=== Begin Enclosure ===
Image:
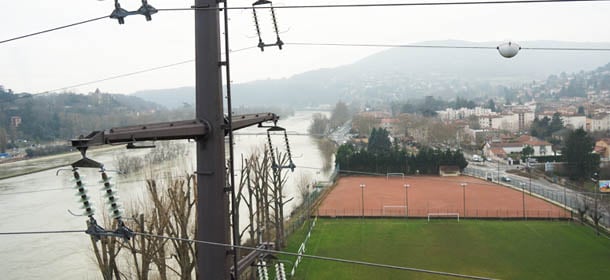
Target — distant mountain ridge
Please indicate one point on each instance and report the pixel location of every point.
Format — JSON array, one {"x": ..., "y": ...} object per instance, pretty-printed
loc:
[{"x": 407, "y": 72}]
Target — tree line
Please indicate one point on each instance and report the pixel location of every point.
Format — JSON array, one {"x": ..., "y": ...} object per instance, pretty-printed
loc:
[{"x": 381, "y": 156}]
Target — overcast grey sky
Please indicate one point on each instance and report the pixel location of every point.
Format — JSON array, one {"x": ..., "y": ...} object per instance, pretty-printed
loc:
[{"x": 104, "y": 48}]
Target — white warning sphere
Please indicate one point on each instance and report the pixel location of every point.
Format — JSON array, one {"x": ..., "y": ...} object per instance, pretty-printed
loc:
[{"x": 509, "y": 49}]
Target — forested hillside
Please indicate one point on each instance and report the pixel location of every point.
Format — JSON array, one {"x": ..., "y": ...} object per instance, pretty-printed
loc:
[{"x": 52, "y": 117}]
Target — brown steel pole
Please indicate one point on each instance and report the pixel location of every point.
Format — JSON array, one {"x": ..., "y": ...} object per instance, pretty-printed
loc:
[{"x": 212, "y": 201}]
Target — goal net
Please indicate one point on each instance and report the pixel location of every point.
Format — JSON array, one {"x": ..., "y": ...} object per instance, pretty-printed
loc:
[
  {"x": 394, "y": 175},
  {"x": 394, "y": 210},
  {"x": 443, "y": 216}
]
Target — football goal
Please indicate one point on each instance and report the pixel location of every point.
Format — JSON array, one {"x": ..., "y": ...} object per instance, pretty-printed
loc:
[
  {"x": 443, "y": 216},
  {"x": 392, "y": 175},
  {"x": 394, "y": 210}
]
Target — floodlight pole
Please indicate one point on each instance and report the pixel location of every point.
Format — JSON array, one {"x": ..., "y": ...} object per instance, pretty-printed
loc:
[
  {"x": 407, "y": 186},
  {"x": 464, "y": 194},
  {"x": 523, "y": 194},
  {"x": 362, "y": 186},
  {"x": 212, "y": 200}
]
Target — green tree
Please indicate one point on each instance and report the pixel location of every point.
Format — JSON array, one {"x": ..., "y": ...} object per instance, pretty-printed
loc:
[
  {"x": 319, "y": 124},
  {"x": 491, "y": 105},
  {"x": 556, "y": 124},
  {"x": 379, "y": 142},
  {"x": 339, "y": 115},
  {"x": 527, "y": 151},
  {"x": 577, "y": 152}
]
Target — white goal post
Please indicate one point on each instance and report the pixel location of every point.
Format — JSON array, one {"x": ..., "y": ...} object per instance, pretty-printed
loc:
[
  {"x": 388, "y": 175},
  {"x": 442, "y": 215},
  {"x": 390, "y": 207}
]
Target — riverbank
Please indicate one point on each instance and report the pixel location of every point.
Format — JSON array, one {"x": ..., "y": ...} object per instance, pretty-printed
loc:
[{"x": 29, "y": 166}]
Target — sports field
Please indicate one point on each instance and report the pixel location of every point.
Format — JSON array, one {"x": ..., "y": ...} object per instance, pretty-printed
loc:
[
  {"x": 467, "y": 196},
  {"x": 495, "y": 249}
]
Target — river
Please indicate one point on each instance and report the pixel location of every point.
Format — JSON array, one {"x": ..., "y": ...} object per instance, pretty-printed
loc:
[{"x": 40, "y": 202}]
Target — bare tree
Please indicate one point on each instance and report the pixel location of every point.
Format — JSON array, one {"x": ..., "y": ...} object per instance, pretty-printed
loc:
[{"x": 277, "y": 193}]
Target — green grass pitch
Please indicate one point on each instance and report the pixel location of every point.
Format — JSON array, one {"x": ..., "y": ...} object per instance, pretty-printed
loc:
[{"x": 495, "y": 249}]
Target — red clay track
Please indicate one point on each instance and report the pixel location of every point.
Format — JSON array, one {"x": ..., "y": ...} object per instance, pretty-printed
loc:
[{"x": 432, "y": 194}]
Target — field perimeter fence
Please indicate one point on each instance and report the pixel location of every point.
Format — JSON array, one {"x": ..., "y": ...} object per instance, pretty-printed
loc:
[
  {"x": 304, "y": 211},
  {"x": 424, "y": 213},
  {"x": 566, "y": 198}
]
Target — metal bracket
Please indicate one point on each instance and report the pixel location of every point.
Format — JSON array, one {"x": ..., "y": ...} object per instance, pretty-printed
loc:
[{"x": 96, "y": 231}]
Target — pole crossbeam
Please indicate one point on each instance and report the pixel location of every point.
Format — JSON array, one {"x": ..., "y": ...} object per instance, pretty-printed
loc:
[{"x": 188, "y": 129}]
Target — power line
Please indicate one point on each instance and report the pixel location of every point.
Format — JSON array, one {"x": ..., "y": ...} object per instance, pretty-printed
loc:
[
  {"x": 436, "y": 46},
  {"x": 53, "y": 29},
  {"x": 36, "y": 191},
  {"x": 41, "y": 232},
  {"x": 137, "y": 72},
  {"x": 387, "y": 266},
  {"x": 364, "y": 5},
  {"x": 121, "y": 75}
]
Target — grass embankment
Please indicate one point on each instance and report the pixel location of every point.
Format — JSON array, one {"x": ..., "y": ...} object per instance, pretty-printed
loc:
[{"x": 495, "y": 249}]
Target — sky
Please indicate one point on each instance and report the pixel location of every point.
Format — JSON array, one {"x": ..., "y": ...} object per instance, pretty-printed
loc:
[{"x": 104, "y": 48}]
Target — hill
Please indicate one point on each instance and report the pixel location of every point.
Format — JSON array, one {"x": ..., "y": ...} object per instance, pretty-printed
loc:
[{"x": 403, "y": 73}]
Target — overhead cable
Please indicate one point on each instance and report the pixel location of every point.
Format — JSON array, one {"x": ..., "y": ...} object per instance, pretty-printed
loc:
[
  {"x": 41, "y": 232},
  {"x": 136, "y": 72},
  {"x": 387, "y": 266},
  {"x": 365, "y": 5},
  {"x": 436, "y": 46},
  {"x": 53, "y": 29}
]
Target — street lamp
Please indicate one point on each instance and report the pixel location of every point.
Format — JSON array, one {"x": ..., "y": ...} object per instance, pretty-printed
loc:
[
  {"x": 362, "y": 186},
  {"x": 464, "y": 194},
  {"x": 407, "y": 186}
]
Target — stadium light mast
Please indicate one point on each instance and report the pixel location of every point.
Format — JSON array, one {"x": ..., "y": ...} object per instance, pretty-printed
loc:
[
  {"x": 362, "y": 186},
  {"x": 407, "y": 186},
  {"x": 464, "y": 195},
  {"x": 523, "y": 194}
]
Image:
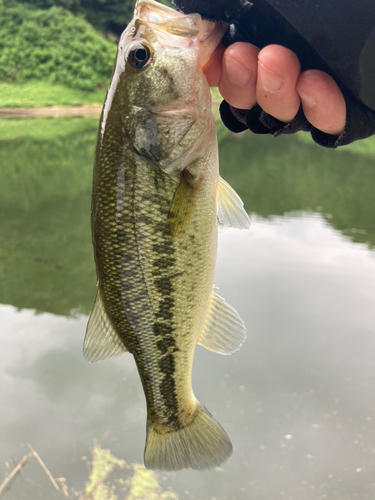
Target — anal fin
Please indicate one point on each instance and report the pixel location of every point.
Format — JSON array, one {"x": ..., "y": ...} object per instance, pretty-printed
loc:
[
  {"x": 224, "y": 331},
  {"x": 101, "y": 340}
]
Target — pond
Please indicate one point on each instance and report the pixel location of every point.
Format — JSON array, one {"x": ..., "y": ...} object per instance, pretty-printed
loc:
[{"x": 297, "y": 400}]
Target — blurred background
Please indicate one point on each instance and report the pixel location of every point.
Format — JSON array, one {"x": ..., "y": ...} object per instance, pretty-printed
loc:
[{"x": 297, "y": 400}]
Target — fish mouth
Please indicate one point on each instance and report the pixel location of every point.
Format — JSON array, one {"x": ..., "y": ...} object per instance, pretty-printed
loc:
[{"x": 169, "y": 25}]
=== End Enclosure ===
● Required action
Copy out all the data exactly; skip the pictures.

● Expected output
Image:
Target — distant mountain ridge
Please indicate one point on each instance and report the pixel location of every point.
Format — JSON array, one {"x": ..., "y": ...} object per instance, pretty-printed
loc:
[{"x": 407, "y": 72}]
Target — tree line
Please indicate one point on each instance and report the pixel location of every point.
Format — JSON array, one {"x": ..., "y": ...} object per instance, pretty-printed
loc:
[{"x": 381, "y": 156}]
Target — overcast grey sky
Please indicate one point on each instance and report the pixel location of every point.
Format — JSON array, one {"x": ..., "y": ...} object per instance, pretty-printed
loc:
[{"x": 104, "y": 48}]
Target — white warning sphere
Please indicate one point on each instance and report the pixel location of every point.
Format — JSON array, one {"x": ..., "y": ...} object per instance, pretty-printed
loc:
[{"x": 509, "y": 49}]
Target — forested hillside
Please indicate one point on each instance and report the pixel location of every point.
Format — JSON array, one {"x": ..., "y": ...} object per instance, pretty-printed
loc:
[{"x": 52, "y": 117}]
Target — brown steel pole
Please indicate one point on each instance and report the pixel location of every point.
Format — JSON array, one {"x": ..., "y": ...} object per instance, pretty-printed
loc:
[{"x": 212, "y": 201}]
Target — goal net
Please indicate one point on each instance and report the pixel location of every point.
Format — JSON array, one {"x": ..., "y": ...} object per instance, pretty-printed
loc:
[
  {"x": 394, "y": 175},
  {"x": 394, "y": 210},
  {"x": 443, "y": 216}
]
Target — football goal
Please indicate one point on each instance and report the pixel location of every point.
Format — JSON array, one {"x": ..., "y": ...} object per instance, pretty-printed
loc:
[
  {"x": 443, "y": 216},
  {"x": 392, "y": 175},
  {"x": 394, "y": 210}
]
Target — floodlight pole
Please indicate one point on each instance and report the pixel location of every point.
Format — JSON array, one {"x": ..., "y": ...} object per instance, pretty-printed
loc:
[
  {"x": 407, "y": 186},
  {"x": 464, "y": 194},
  {"x": 523, "y": 194},
  {"x": 362, "y": 186},
  {"x": 212, "y": 200}
]
Target — green tree
Please indicate one point on each instance and report the pixel location of every point.
Format — JSON array, one {"x": ..., "y": ...} object per instance, pretty-printed
loc:
[
  {"x": 319, "y": 124},
  {"x": 491, "y": 105},
  {"x": 556, "y": 124},
  {"x": 379, "y": 142},
  {"x": 339, "y": 115},
  {"x": 527, "y": 151},
  {"x": 577, "y": 152}
]
Target — white goal post
Please indicate one point on each instance and report the pixel location of every point.
Format — JSON array, one {"x": ..., "y": ...} object per instance, pretty-printed
loc:
[
  {"x": 388, "y": 175},
  {"x": 442, "y": 215},
  {"x": 390, "y": 207}
]
Target — riverbank
Please indicate one point on each instance and report the pixel location of every point.
Format — JSON array, one {"x": ..., "y": ...} object per instance, pretty-printed
loc:
[{"x": 29, "y": 166}]
Target — sports field
Please indicate one point on each instance and report the pixel location of every point.
Format — JSON array, one {"x": ..., "y": ...} object per instance, pretty-printed
loc:
[
  {"x": 467, "y": 196},
  {"x": 495, "y": 249}
]
Target — river
Please indicate one point on each instance and report the pixel location of every point.
Format — JSON array, one {"x": ..., "y": ...} object per instance, pretty-printed
loc:
[{"x": 40, "y": 202}]
Target — bare tree
Please indicate one point on each instance and report the pixel location of every point.
Format — JSON array, one {"x": ..., "y": ...} object per instance, pretty-printed
loc:
[{"x": 277, "y": 193}]
Target — green grass pitch
Please indicate one point on each instance and report the pixel location of every point.
Format — JSON array, one {"x": ..., "y": ...} object per instance, pretty-printed
loc:
[{"x": 495, "y": 249}]
Target — red clay track
Please indicate one point on each instance and report the pixel location of every point.
Format — JSON array, one {"x": ..., "y": ...} object per instance, pretty-printed
loc:
[{"x": 432, "y": 194}]
Target — field perimeter fence
Please indicate one point on each instance and report the pixel location of every point.
Format — JSON array, one {"x": ..., "y": ...} object per instance, pretty-printed
loc:
[
  {"x": 304, "y": 211},
  {"x": 424, "y": 213},
  {"x": 566, "y": 198}
]
Target — metal bracket
Please indicate one point on each instance and report the pixel location of every point.
Format — JSON array, one {"x": ..., "y": ...} object per instance, pretty-printed
loc:
[{"x": 96, "y": 231}]
Target — pole crossbeam
Please indicate one point on each instance and report the pixel location of every point.
Format — JSON array, one {"x": ..., "y": ...} object per instance, pretty-printed
loc:
[{"x": 188, "y": 129}]
Target — power line
Please indicate one point on each instance and report the pixel location of every point.
Format — JSON array, one {"x": ..., "y": ...} object per instance, pretty-printed
loc:
[
  {"x": 436, "y": 46},
  {"x": 53, "y": 29},
  {"x": 36, "y": 191},
  {"x": 41, "y": 232},
  {"x": 137, "y": 72},
  {"x": 387, "y": 266},
  {"x": 364, "y": 5},
  {"x": 121, "y": 75}
]
Target — grass embankment
Please indicate one point on each instance and report the pixel location of every point.
Format — JSON array, one {"x": ..., "y": ...} object per instance, pretty-printed
loc:
[{"x": 495, "y": 249}]
Target — sky
Please indicate one point on each instance and report the pixel location of every point.
Format — JSON array, one {"x": ..., "y": ...} object per instance, pretty-printed
loc:
[{"x": 104, "y": 48}]
Target — hill
Please indicate one point on each instance and report the pixel location of every point.
Format — JSON array, one {"x": ..., "y": ...} object per instance, pretty-printed
loc:
[{"x": 403, "y": 73}]
Target — overhead cable
Please indicate one point on each instance and report the pixel location of every point.
Format — JSON array, one {"x": ..., "y": ...} object per instance, pretty-printed
loc:
[
  {"x": 41, "y": 232},
  {"x": 136, "y": 72},
  {"x": 387, "y": 266},
  {"x": 365, "y": 5},
  {"x": 436, "y": 46},
  {"x": 53, "y": 29}
]
Target — street lamp
Please indicate one point on each instance and report the pixel location of every point.
Format — JSON array, one {"x": ..., "y": ...} object per instance, pretty-printed
loc:
[
  {"x": 362, "y": 186},
  {"x": 464, "y": 194},
  {"x": 407, "y": 186}
]
Target — stadium light mast
Please indicate one point on each instance and report the pixel location of every point.
Format — JSON array, one {"x": ..., "y": ...} object per instance, pretty-printed
loc:
[
  {"x": 362, "y": 186},
  {"x": 407, "y": 186},
  {"x": 464, "y": 195},
  {"x": 523, "y": 194}
]
Image:
Target — anal fin
Please indicate one point on each instance and report the pixel location of every point.
Format — JSON array, one {"x": ..., "y": ...} object per instance, pretty-printed
loc:
[
  {"x": 224, "y": 331},
  {"x": 101, "y": 340}
]
Target — pond
Please indicate one point on each instance and report the pixel location of every point.
Format — JSON array, one {"x": ..., "y": ...} object per instance, pretty-printed
loc:
[{"x": 297, "y": 400}]
Target — blurred background
Please indicate one point on each instance and report the pixel location of every point.
Format — JSON array, one {"x": ..., "y": ...} object per instance, pretty-printed
loc:
[{"x": 297, "y": 400}]
Target — fish mouth
Please indicate one point on each instance and report the pixel location of every point.
Format — JSON array, one {"x": ..., "y": ...} object per instance, pretty-printed
loc:
[{"x": 169, "y": 25}]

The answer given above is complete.